WHAT IS NEEDED:
Would you transcribe exactly the lines below, starting at the one that contains "quick question — the truck" and ending with the last line, both included? Leave out all other lines.

BEGIN RECORDS

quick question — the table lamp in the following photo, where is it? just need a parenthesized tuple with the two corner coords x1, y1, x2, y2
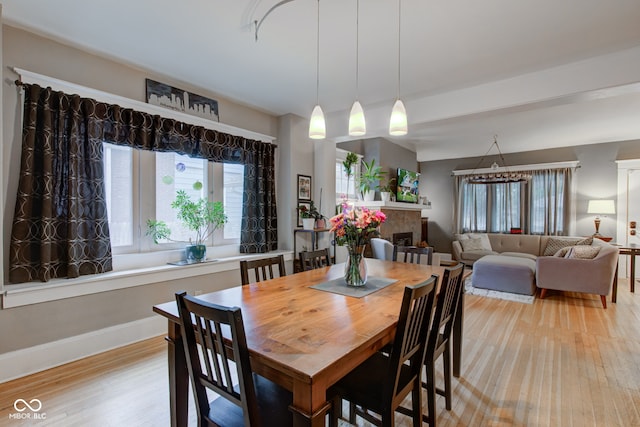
(587, 199, 615, 237)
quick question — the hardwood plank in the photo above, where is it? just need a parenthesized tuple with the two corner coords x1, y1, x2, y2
(2, 280, 639, 426)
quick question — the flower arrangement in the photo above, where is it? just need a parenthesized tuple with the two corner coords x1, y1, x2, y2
(329, 206, 387, 247)
(329, 206, 386, 286)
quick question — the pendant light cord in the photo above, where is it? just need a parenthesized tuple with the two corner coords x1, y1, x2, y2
(397, 0, 402, 99)
(355, 0, 360, 99)
(316, 0, 320, 105)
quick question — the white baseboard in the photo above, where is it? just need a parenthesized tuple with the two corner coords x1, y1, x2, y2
(0, 316, 166, 384)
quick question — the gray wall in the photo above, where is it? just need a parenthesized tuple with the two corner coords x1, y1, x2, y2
(0, 25, 281, 353)
(420, 140, 640, 253)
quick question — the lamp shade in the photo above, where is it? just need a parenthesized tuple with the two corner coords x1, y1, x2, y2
(587, 199, 615, 215)
(348, 101, 366, 136)
(389, 99, 408, 136)
(308, 105, 326, 139)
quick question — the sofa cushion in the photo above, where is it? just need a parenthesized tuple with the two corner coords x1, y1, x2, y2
(460, 250, 498, 262)
(460, 238, 485, 251)
(500, 251, 537, 261)
(542, 237, 582, 256)
(565, 245, 601, 259)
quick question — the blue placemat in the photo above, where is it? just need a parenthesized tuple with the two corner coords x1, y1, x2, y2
(310, 276, 398, 298)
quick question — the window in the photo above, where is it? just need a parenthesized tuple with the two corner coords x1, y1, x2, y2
(457, 168, 572, 235)
(103, 145, 243, 254)
(104, 144, 133, 247)
(335, 149, 361, 202)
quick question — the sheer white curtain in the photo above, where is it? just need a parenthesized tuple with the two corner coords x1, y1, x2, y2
(455, 167, 573, 235)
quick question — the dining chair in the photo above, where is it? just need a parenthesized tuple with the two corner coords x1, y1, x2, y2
(420, 262, 465, 426)
(299, 248, 331, 271)
(393, 245, 434, 265)
(175, 291, 293, 427)
(239, 254, 286, 285)
(328, 275, 439, 427)
(370, 237, 394, 261)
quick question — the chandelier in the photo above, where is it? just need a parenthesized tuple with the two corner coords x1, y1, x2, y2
(465, 136, 532, 184)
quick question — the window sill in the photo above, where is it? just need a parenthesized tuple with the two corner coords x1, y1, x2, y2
(2, 250, 293, 309)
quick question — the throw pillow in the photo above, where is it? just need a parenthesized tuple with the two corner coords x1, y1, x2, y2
(467, 233, 492, 251)
(543, 237, 581, 256)
(553, 246, 574, 257)
(577, 236, 593, 246)
(564, 246, 601, 259)
(460, 237, 485, 251)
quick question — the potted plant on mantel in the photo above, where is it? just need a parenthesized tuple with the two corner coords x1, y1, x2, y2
(378, 177, 396, 202)
(359, 158, 386, 202)
(146, 190, 228, 263)
(342, 151, 359, 200)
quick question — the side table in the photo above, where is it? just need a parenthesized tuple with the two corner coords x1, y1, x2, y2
(293, 228, 336, 272)
(611, 243, 640, 303)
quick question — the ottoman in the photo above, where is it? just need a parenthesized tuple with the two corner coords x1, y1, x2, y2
(472, 255, 536, 295)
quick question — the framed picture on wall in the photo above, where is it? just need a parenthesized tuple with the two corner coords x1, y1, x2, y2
(297, 174, 312, 201)
(297, 201, 311, 227)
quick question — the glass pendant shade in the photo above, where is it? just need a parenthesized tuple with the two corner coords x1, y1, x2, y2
(348, 101, 366, 136)
(309, 104, 326, 139)
(389, 99, 408, 135)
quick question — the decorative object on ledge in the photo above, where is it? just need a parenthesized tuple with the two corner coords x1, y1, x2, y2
(145, 78, 219, 122)
(587, 199, 615, 237)
(465, 135, 532, 184)
(359, 158, 385, 202)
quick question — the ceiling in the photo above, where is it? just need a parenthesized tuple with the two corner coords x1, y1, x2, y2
(3, 0, 640, 161)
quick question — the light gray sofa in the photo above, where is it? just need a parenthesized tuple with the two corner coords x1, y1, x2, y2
(453, 233, 619, 307)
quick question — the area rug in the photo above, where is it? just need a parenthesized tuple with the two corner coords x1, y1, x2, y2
(464, 276, 535, 304)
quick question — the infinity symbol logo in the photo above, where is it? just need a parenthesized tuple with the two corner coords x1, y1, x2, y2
(14, 399, 42, 412)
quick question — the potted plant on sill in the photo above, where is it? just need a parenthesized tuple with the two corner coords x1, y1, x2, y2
(378, 177, 396, 202)
(298, 201, 323, 230)
(146, 190, 228, 263)
(359, 158, 386, 202)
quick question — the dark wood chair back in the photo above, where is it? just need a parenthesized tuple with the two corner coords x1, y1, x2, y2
(422, 262, 465, 425)
(393, 245, 434, 265)
(175, 291, 259, 426)
(299, 248, 331, 271)
(240, 254, 286, 285)
(176, 291, 293, 427)
(329, 275, 438, 426)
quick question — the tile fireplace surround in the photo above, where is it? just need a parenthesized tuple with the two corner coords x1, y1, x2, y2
(353, 201, 427, 246)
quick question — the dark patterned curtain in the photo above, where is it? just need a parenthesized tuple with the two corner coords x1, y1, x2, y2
(10, 85, 113, 283)
(10, 83, 278, 283)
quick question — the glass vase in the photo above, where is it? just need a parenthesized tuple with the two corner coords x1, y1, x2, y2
(344, 245, 368, 287)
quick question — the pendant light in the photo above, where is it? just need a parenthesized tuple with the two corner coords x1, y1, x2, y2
(349, 0, 366, 136)
(309, 0, 326, 139)
(389, 0, 408, 136)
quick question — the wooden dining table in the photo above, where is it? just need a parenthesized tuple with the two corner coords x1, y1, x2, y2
(153, 259, 467, 427)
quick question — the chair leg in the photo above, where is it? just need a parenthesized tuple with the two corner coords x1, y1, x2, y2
(348, 401, 356, 423)
(443, 346, 452, 410)
(539, 288, 547, 299)
(411, 377, 422, 427)
(422, 361, 437, 427)
(600, 295, 607, 309)
(329, 395, 342, 427)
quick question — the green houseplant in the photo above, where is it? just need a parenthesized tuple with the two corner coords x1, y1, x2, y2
(359, 158, 386, 201)
(146, 190, 228, 263)
(378, 177, 396, 202)
(342, 152, 359, 199)
(297, 201, 322, 229)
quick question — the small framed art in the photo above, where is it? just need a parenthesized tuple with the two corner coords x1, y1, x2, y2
(297, 174, 312, 201)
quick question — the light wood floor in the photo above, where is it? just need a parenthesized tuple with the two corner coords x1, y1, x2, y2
(2, 280, 640, 426)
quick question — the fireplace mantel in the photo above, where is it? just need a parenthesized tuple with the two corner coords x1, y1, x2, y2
(353, 201, 427, 212)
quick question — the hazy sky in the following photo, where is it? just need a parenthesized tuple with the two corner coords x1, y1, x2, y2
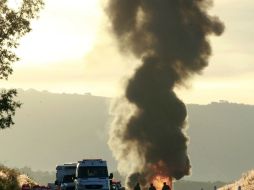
(1, 0, 254, 104)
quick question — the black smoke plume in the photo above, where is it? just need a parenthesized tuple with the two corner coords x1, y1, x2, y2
(106, 0, 224, 188)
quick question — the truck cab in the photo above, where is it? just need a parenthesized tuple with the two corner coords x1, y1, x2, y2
(75, 159, 109, 190)
(56, 163, 77, 190)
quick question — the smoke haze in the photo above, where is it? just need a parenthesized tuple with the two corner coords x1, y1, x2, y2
(106, 0, 224, 188)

END RECORDS

RESULT OF THE TASK:
quick question — the truck cab in the photo above, where is it? just need a parenthesized tuple with the two corner coords x1, y1, x2, y2
(75, 159, 109, 190)
(56, 163, 77, 190)
quick question — the smoke haze in the photo above, where is it? just need a parenthesized tuple with the two corner coords x1, y1, x2, y2
(106, 0, 224, 188)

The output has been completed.